Content starts

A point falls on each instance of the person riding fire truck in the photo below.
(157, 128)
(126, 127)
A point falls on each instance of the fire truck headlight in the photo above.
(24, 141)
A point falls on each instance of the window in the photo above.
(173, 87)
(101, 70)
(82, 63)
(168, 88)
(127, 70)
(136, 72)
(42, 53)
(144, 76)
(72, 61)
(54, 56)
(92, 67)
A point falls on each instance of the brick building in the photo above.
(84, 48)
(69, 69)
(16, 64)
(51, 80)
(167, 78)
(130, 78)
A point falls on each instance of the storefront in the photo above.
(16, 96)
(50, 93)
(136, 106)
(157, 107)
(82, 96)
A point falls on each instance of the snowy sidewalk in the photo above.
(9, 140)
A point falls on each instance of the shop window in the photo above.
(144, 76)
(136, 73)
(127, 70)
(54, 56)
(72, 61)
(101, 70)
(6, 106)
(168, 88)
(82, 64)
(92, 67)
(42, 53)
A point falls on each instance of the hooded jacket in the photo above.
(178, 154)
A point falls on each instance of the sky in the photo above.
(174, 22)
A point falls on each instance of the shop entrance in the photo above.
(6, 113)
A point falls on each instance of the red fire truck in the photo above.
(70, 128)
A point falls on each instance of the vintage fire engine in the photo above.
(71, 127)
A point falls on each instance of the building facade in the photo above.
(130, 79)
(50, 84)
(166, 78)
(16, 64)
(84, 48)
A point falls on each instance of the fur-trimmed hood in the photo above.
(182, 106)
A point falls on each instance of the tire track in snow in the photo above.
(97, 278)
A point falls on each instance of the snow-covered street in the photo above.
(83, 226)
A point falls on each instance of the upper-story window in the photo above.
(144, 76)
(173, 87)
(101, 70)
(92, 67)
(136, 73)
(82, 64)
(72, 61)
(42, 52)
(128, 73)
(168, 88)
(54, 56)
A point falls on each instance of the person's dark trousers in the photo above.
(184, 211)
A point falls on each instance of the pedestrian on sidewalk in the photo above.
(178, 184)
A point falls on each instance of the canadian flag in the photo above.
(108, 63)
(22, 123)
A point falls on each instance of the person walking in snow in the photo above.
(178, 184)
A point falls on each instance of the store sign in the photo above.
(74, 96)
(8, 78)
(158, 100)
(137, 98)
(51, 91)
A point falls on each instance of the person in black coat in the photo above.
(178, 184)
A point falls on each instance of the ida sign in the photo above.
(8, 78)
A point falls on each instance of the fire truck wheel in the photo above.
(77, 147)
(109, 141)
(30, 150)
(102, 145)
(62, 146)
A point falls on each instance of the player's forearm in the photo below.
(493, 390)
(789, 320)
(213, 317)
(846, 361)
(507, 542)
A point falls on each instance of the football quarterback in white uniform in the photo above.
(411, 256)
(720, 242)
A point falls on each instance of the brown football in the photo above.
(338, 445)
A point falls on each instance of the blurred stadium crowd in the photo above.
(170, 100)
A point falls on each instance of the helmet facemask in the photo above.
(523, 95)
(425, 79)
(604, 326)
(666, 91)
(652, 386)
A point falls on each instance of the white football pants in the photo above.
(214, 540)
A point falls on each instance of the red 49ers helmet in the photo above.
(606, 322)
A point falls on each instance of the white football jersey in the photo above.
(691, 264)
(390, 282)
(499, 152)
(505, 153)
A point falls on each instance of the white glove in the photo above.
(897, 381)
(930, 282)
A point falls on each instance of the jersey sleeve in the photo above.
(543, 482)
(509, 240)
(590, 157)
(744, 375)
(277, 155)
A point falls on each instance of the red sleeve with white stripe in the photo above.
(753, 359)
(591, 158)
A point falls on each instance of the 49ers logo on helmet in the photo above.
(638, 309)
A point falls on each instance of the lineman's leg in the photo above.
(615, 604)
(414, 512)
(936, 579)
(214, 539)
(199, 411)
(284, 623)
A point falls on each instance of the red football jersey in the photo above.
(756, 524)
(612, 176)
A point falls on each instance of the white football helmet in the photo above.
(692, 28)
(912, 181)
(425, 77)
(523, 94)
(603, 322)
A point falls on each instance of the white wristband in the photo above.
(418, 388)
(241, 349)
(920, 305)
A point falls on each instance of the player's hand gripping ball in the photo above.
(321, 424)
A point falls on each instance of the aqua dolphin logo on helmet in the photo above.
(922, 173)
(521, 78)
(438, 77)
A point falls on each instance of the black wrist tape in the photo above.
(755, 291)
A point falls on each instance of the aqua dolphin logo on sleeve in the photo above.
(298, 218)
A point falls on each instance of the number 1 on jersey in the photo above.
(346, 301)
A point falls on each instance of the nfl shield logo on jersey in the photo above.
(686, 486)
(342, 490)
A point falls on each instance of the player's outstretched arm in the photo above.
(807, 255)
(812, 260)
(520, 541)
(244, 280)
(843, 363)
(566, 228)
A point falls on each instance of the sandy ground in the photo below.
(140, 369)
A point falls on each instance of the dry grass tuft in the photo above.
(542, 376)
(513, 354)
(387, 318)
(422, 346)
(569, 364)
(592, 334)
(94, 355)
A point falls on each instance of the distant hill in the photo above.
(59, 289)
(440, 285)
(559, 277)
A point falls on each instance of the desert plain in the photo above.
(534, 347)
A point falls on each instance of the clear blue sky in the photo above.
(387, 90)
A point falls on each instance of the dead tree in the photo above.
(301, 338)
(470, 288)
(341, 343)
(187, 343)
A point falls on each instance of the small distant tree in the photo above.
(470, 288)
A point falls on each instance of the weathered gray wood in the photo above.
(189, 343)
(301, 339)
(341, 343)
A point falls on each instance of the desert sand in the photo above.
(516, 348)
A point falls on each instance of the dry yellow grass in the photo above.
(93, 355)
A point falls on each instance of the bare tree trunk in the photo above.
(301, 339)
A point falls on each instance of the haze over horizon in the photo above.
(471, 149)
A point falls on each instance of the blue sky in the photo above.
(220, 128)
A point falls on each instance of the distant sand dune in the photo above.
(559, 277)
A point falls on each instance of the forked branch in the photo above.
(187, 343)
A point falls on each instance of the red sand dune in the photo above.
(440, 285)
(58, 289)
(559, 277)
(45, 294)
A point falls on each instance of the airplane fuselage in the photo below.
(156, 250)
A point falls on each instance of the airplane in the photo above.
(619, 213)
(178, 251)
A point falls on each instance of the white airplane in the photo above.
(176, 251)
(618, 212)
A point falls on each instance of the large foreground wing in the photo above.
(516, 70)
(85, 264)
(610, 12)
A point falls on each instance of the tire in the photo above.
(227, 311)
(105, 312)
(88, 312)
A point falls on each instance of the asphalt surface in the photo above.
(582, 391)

Content ends

• Aim of the exercise: All of the data above should be written out again word for word.

• Solution for this exercise:
A point falls on each instance of the person riding fire truck in the photo below.
(157, 128)
(126, 127)
A point falls on each instance of the fire truck headlight in the photo above.
(24, 141)
A point falls on each instance of the window in the photo above.
(173, 87)
(101, 70)
(82, 63)
(168, 88)
(127, 70)
(136, 72)
(42, 53)
(144, 76)
(72, 61)
(54, 56)
(92, 67)
A point falls on each instance of the brick building in the photo above.
(84, 48)
(69, 69)
(16, 64)
(51, 80)
(167, 78)
(130, 78)
A point falls on each instance of the storefront in the photo above.
(16, 96)
(50, 93)
(136, 106)
(157, 107)
(82, 96)
A point falls on each instance of the snowy sidewalk in the photo above.
(9, 140)
A point falls on each instance of the shop window in the photo above.
(144, 76)
(136, 73)
(127, 70)
(54, 56)
(72, 61)
(101, 70)
(6, 106)
(168, 88)
(82, 64)
(92, 67)
(42, 53)
A point falls on each instance of the hooded jacket in the photo above.
(178, 154)
A point falls on each instance of the sky in the photo above.
(174, 22)
A point falls on each instance of the shop entrance in the photo above.
(6, 113)
A point falls on each instance of the red fire truck in the photo above.
(70, 128)
A point falls on each instance of the vintage fire engine in the photo above.
(71, 127)
A point falls on each instance of the building facade in the photo above.
(130, 79)
(50, 84)
(166, 78)
(16, 64)
(84, 48)
A point falls on each instance of the fur-trimmed hood in the photo above.
(182, 106)
A point falls on each instance of the tire track in snow in the photo above.
(97, 278)
A point falls on each instance of the snow-covered street in the photo above.
(83, 226)
A point falls on each instance of the upper-story window in the photo above.
(144, 76)
(173, 87)
(101, 70)
(92, 67)
(136, 73)
(82, 64)
(72, 61)
(42, 52)
(128, 73)
(168, 88)
(54, 56)
A point falls on each instance of the person's dark trousers in the photo above.
(184, 211)
A point falls on each instance of the pedestrian on sidewalk in the photo above.
(178, 184)
A point falls on each instance of the canadian flag in the photo above.
(108, 63)
(22, 123)
A point falls on each instance of the person walking in snow in the photo above.
(178, 184)
A point falls on each instance of the store sign in the photo above.
(74, 96)
(8, 78)
(158, 100)
(137, 98)
(51, 91)
A point falls on each instance of the person in black coat in the photo above.
(178, 184)
A point falls on each instance of the ida sign in the photo above.
(8, 78)
A point falls on each instance of the fire truck wheel in the photo above.
(77, 147)
(109, 141)
(30, 150)
(102, 145)
(62, 146)
A point falls on each instance of the player's forearm in the photo below.
(493, 390)
(789, 320)
(213, 317)
(846, 361)
(507, 542)
A point falls on each instance of the football quarterback in white uniform in the photo above.
(411, 256)
(720, 242)
A point falls on each instance of the brown football in the photo above.
(338, 445)
A point falls on each instance of the blurred stadium crowd in the photo above.
(170, 100)
A point falls on each instance of the helmet facemask in the photo above.
(523, 95)
(425, 79)
(604, 326)
(666, 91)
(652, 386)
A point falls on each instance of the white football pants in the photo above.
(214, 540)
A point falls on each instance of the red 49ers helmet in the photo above.
(606, 322)
A point falls on each instance of the white football jersey in the photo above.
(691, 264)
(390, 282)
(499, 152)
(505, 153)
A point falls on each instance of the white glove in the photo above.
(897, 381)
(930, 282)
A point falls on each instance of the jersey sleeve in the photo above.
(543, 482)
(509, 240)
(590, 157)
(744, 375)
(277, 155)
A point falls on each instance of the red sleeve with white stripe in the photo above.
(753, 359)
(591, 158)
A point falls on each instance of the 49ers logo on helmet in the photo above.
(638, 309)
A point falls on each instance of the lineman's leg in the photo above.
(615, 604)
(414, 512)
(936, 579)
(214, 539)
(199, 411)
(284, 623)
A point falls on each instance of the red football jersey in the photo above.
(756, 524)
(612, 176)
A point falls on each instance of the white football helmet in the photo above.
(692, 28)
(912, 181)
(425, 77)
(523, 94)
(603, 322)
A point falls on each instance of the white wristband in the photo above.
(418, 388)
(241, 349)
(920, 305)
A point falls on each instance of the player's hand gripping ball in the photo above.
(321, 424)
A point falls on each instance of the aqua dolphin logo on helmet in the photo above.
(922, 173)
(521, 78)
(438, 77)
A point falls on each instance of the black wrist tape in the photo above.
(755, 291)
A point falls on each instance of the aqua dolphin logo on sleeve in the photo above.
(298, 218)
A point falls on each instance of the number 1 on jersey in the photo above.
(346, 301)
A point falls on each instance of the nfl shield logo on jersey in the photo above.
(686, 486)
(342, 490)
A point falls on each instance of the player's outstretched arm in the photo above.
(807, 255)
(812, 260)
(520, 541)
(244, 280)
(843, 363)
(566, 228)
A point falls on each instance of the sandy ground in the photo below.
(140, 369)
A point falls on each instance of the dry grass tuft in the photo above.
(542, 376)
(513, 354)
(387, 318)
(422, 346)
(569, 364)
(592, 334)
(94, 355)
A point falls on each instance of the distant hill in the photo above.
(59, 289)
(440, 285)
(559, 277)
A point falls on each instance of the desert plain in the photo above.
(534, 347)
A point falls on each instance of the clear blue sky in the photo above.
(387, 90)
A point falls on each instance of the dead tree in the photo above.
(301, 338)
(470, 288)
(341, 343)
(187, 343)
A point falls on each instance of the small distant tree in the photo above.
(470, 288)
A point falls on each instance of the weathered gray wood in the photo above.
(189, 343)
(301, 339)
(341, 343)
A point falls on each instance of the desert sand in the photo above.
(516, 348)
A point falls on each instance of the dry yellow grass in the photo above.
(93, 355)
A point falls on each instance of the bare tree trunk in the photo above.
(301, 339)
A point falls on each instance of the haze over horizon in the photo above.
(471, 149)
A point falls on each instance of the blue sky in the photo above.
(220, 128)
A point falls on each instance of the distant sand dune in the photo above.
(559, 277)
A point falls on each instance of the forked branch in the photo above.
(187, 343)
A point falls on each instance of the red sand dune in the photo above.
(440, 285)
(58, 289)
(559, 277)
(45, 294)
A point falls on each instance of the airplane fuselage in the photo below.
(156, 250)
A point falls on each instance of the airplane in the photo above.
(619, 213)
(178, 251)
A point falls on each instance of the white airplane in the photo above.
(176, 251)
(618, 212)
A point falls on each instance of the large foreground wing in the photo above.
(516, 70)
(85, 264)
(610, 12)
A point falls on each instance of the tire in the photo above.
(227, 311)
(105, 312)
(88, 312)
A point falls on each instance of the asphalt surface in the photo above.
(582, 391)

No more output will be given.